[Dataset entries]
•••••
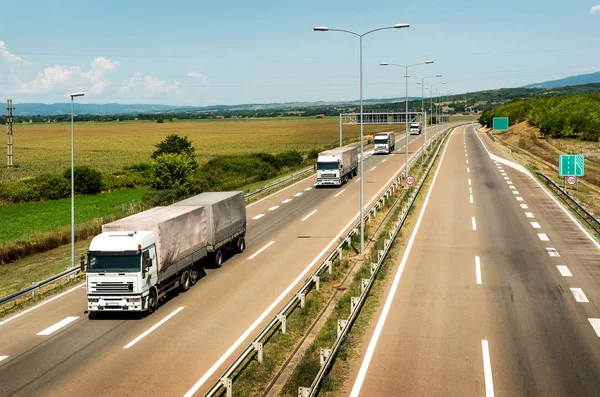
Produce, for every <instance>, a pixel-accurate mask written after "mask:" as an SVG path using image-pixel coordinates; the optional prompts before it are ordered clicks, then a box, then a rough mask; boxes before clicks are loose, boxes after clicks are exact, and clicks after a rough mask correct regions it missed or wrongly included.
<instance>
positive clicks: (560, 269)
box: [556, 265, 573, 277]
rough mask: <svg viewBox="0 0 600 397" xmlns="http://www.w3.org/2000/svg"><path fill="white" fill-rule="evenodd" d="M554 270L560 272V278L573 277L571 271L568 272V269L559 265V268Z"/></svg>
mask: <svg viewBox="0 0 600 397" xmlns="http://www.w3.org/2000/svg"><path fill="white" fill-rule="evenodd" d="M556 268H557V269H558V271H559V272H560V275H561V276H563V277H573V274H571V271H570V270H569V268H568V267H567V266H564V265H559V266H556Z"/></svg>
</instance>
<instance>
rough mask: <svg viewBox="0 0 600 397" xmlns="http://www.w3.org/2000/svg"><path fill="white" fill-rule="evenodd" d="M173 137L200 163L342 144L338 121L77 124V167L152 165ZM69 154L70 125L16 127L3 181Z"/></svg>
mask: <svg viewBox="0 0 600 397" xmlns="http://www.w3.org/2000/svg"><path fill="white" fill-rule="evenodd" d="M388 127H389V128H388ZM391 127H392V126H365V134H367V133H371V132H377V131H387V130H390V128H391ZM394 127H396V128H398V127H399V126H394ZM172 133H176V134H179V135H187V136H188V137H189V138H190V140H191V141H192V143H193V145H194V147H195V148H196V154H197V159H198V161H199V163H200V164H202V163H204V162H206V161H208V160H209V159H210V158H213V157H215V156H219V155H226V154H239V153H251V152H269V153H277V152H282V151H286V150H293V149H295V150H300V151H305V150H311V149H319V148H321V147H323V146H324V145H334V144H335V143H336V142H338V141H339V118H337V117H331V118H322V119H312V118H311V119H309V118H301V117H295V118H273V119H226V120H181V121H178V120H176V121H174V122H169V121H165V122H164V123H163V124H159V123H156V122H151V121H127V122H76V123H75V164H76V165H87V166H90V167H93V168H95V169H97V170H99V171H103V172H112V171H116V170H120V169H122V168H123V167H124V166H127V165H131V164H133V163H139V162H150V161H151V159H150V155H151V154H152V152H153V151H154V149H155V147H154V145H155V144H157V143H158V142H160V141H161V140H162V139H163V138H164V137H166V136H167V135H169V134H172ZM358 135H359V126H357V125H344V139H345V140H346V139H349V138H356V137H358ZM70 150H71V125H70V123H48V124H42V123H37V124H15V125H14V127H13V153H14V157H13V162H14V164H16V165H18V168H13V169H6V167H0V182H2V181H7V180H15V179H21V178H25V177H31V176H36V175H39V174H43V173H53V174H58V173H61V172H63V171H64V170H65V169H67V168H68V167H69V166H70V161H71V151H70ZM5 153H6V140H5V139H4V140H2V142H0V154H5ZM0 156H1V155H0ZM4 160H5V159H3V161H4Z"/></svg>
•••••
What you should do: State how many lines in the entries hold "clicks". Nothing should come before or after the number.

Written solution: 2